### Extrait source
★ ★ ★ ★ ★

Assénolouyane Diédhiou, la reine cadette aux rêves interrompus
Si Madiobi a connu la royauté après un long mariage, Assénolouyane, elle, y a été projetée brusquement, presque par surprise. Née le 12 avril 2000, à Essaout, cette fille de Joachim Diédhiou et d’Euphraise Diatta poursuit paisiblement sa scolarité au Collège d’enseignement moyen (Cem) de Boukitingho lorsqu’en février 2016, à 16 ans, on vient la chercher à l’école.
Ce jour-là, elle apprend qu’elle devient la deuxième reine d’Essaout. Issue de la concession Batéfousse, l’une de celles où l’on choisit les reines, elle ne s’était jamais imaginé un tel destin. Les premiers temps sont difficiles, mais la jeune demoiselle s’adapte.
« Il faut prendre avec philosophie tout ce que le destin nous offre », dit-elle, aujourd’hui, avec maturité. Assénolouyane voit son rôle comme celui d’une régulatrice sociale, une médiatrice entre le roi et la population. Elle travaille main dans la main avec les femmes du royaume, même si certaines traditions limitent son accès à certains cultes. Elle contribue aussi aux dépenses royales et, malgré sa jeunesse, se dit comblée.
« C’est vrai que je n’ai pas vécu pleinement ma jeunesse, mais je ne suis pas nostalgique. Mon mari est quelqu’un de très attentif et nous avons une petite fille », souligne la reine-cadette d’Essaout. Sa fonction ne l’empêche pas de voyager. Elle est même récemment partie en Afrique du Sud, preuve que la royauté d’Essaout s’adapte à la modernité sans renier ses fondements.

★ ★ ★ ★ ★

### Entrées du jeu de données
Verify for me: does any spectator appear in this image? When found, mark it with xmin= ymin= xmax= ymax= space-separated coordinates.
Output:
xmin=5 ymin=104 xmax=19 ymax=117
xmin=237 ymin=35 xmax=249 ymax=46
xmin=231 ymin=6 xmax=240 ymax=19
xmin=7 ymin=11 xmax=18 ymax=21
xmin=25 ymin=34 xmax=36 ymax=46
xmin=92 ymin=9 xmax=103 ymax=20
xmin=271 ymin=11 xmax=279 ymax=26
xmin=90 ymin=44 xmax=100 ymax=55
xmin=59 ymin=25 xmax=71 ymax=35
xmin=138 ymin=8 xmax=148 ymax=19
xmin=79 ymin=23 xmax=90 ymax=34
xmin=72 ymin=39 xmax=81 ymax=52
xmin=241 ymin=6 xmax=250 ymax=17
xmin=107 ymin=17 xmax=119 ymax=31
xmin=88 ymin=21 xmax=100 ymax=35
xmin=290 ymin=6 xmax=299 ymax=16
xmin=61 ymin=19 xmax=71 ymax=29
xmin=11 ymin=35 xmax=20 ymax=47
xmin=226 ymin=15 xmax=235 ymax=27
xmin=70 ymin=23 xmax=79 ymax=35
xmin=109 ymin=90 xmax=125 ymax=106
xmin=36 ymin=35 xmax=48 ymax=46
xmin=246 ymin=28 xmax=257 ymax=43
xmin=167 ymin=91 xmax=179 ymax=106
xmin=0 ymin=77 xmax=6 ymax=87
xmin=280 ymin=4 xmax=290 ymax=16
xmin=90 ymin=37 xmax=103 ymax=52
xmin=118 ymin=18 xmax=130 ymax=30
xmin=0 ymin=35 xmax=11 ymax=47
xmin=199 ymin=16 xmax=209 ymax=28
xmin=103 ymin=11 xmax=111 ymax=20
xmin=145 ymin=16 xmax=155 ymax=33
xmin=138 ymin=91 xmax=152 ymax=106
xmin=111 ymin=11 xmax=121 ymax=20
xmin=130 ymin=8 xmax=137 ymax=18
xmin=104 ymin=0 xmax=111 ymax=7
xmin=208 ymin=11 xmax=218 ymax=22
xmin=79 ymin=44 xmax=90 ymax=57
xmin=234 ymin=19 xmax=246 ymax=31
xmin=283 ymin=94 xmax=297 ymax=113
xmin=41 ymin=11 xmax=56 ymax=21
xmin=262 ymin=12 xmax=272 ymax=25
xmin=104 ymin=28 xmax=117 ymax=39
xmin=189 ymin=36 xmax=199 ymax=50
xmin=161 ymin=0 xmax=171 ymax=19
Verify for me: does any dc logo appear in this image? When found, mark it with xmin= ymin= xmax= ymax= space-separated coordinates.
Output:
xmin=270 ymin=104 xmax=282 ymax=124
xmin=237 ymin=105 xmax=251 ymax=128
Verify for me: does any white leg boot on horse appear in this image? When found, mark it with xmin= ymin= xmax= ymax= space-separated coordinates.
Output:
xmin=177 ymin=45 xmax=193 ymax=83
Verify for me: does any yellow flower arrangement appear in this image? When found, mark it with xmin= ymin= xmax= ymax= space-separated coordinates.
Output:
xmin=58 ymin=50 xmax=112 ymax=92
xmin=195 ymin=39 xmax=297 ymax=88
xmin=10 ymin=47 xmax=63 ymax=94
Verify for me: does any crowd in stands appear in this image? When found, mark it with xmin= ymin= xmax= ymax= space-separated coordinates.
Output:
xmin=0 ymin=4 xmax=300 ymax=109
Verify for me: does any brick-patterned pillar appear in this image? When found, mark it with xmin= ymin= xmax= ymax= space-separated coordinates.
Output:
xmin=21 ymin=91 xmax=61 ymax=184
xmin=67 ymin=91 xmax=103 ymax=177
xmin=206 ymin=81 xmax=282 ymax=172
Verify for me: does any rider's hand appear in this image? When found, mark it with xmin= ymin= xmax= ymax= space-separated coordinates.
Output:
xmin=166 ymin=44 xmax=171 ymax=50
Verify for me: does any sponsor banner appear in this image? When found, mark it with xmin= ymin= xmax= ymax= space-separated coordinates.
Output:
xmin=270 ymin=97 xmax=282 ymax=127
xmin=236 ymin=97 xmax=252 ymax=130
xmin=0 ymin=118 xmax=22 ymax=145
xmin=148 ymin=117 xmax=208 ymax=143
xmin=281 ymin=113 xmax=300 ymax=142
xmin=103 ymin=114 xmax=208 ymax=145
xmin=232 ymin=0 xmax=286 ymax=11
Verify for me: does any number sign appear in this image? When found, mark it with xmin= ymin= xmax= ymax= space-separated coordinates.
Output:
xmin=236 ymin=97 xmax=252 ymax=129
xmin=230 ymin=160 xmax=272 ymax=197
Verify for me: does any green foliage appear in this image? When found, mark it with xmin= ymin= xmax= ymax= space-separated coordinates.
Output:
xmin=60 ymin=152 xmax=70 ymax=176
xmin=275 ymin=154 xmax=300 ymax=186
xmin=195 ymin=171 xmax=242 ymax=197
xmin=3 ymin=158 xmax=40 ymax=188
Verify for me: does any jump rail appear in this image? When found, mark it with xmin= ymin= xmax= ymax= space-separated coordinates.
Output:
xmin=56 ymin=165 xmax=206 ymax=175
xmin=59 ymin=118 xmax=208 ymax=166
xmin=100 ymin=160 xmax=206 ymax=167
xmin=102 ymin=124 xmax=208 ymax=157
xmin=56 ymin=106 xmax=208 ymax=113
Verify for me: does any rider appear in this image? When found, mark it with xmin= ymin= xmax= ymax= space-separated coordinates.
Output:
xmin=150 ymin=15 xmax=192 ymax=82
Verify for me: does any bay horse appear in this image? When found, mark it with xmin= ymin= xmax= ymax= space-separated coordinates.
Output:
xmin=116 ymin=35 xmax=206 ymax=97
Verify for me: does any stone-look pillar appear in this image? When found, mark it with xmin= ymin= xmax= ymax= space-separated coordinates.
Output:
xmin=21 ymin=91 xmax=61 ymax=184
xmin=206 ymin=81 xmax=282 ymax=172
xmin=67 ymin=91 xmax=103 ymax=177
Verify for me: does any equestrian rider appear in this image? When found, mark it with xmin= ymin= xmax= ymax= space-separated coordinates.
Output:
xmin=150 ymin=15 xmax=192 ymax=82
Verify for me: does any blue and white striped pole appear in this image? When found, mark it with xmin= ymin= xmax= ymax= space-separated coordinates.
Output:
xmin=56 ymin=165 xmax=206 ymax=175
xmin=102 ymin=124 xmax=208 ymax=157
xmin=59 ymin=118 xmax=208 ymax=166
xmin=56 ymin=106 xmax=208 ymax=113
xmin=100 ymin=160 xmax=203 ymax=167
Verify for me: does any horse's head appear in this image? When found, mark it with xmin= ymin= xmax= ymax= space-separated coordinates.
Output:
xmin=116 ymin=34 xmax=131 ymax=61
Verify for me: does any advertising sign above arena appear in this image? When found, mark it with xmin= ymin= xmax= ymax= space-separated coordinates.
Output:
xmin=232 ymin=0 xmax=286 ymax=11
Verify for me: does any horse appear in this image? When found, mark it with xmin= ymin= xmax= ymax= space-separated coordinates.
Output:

★ ★ ★ ★ ★

### Votre tâche
Écrivez la suite du portrait de la reine cadette d'Essaout en reprenant juste après sa dernière phrase.

### Réponse rédigée
Dans leurs parures traditionnelles, coiffées de leurs couronnes et tenant la queue de cheval, symbole de pouvoir royal, Madiobi et Assénolouyane sont adulées bien au-delà d’Essaout.
Deux visages, une même mission
Leur énergie, leur sens du devoir et leur humilité inspirent le respect. Pour Clarisse Diédhiou, secrétaire générale du Groupement d’Intérêt économique (Gie) des femmes d’Essaout, elles sont indispensables dans la société joola.« Ce sont nos reines, les grandes dames de ce royaume. Elles jouent un rôle essentiel dans la bonne marche du village et ses environs », informe la jeune dame trouvée dans leur unité de transformation de fruits.
Au-delà des cérémonies, elles représentent une mémoire vivante et un lien concret entre le peuple et son roi. Ensemble, elles font d’Essaout non seulement un bastion de la tradition, mais aussi un royaume où les femmes tiennent une place centrale dans la gouvernance et le rayonnement culturel.
Par Gaustin DIATTA, Seydou KA (textes) et Ndèye Seyni SAMB (photos)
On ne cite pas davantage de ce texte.